* [INSTRUCTIONS FOR THE TASK] The required output is the line containing "Question. For each instance of the pickup" followed by each line through the end of the data below, repeated exactly and with nothing added.

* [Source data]
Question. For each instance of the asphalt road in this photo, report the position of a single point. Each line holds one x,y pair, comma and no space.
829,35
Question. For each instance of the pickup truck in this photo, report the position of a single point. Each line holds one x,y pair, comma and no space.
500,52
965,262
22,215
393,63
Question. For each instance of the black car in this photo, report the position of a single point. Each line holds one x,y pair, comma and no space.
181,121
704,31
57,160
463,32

* [THE COMPLETED TASK]
Question. For each instance of the pickup truck in this photo, report the position of a single point. Each line holds one x,y pair, comma and no space.
500,52
965,262
22,215
393,63
Question. For each instance of the black car in this photo, report the position of a single point. Each line holds one x,y pair, comma and no space.
181,121
704,31
57,160
463,32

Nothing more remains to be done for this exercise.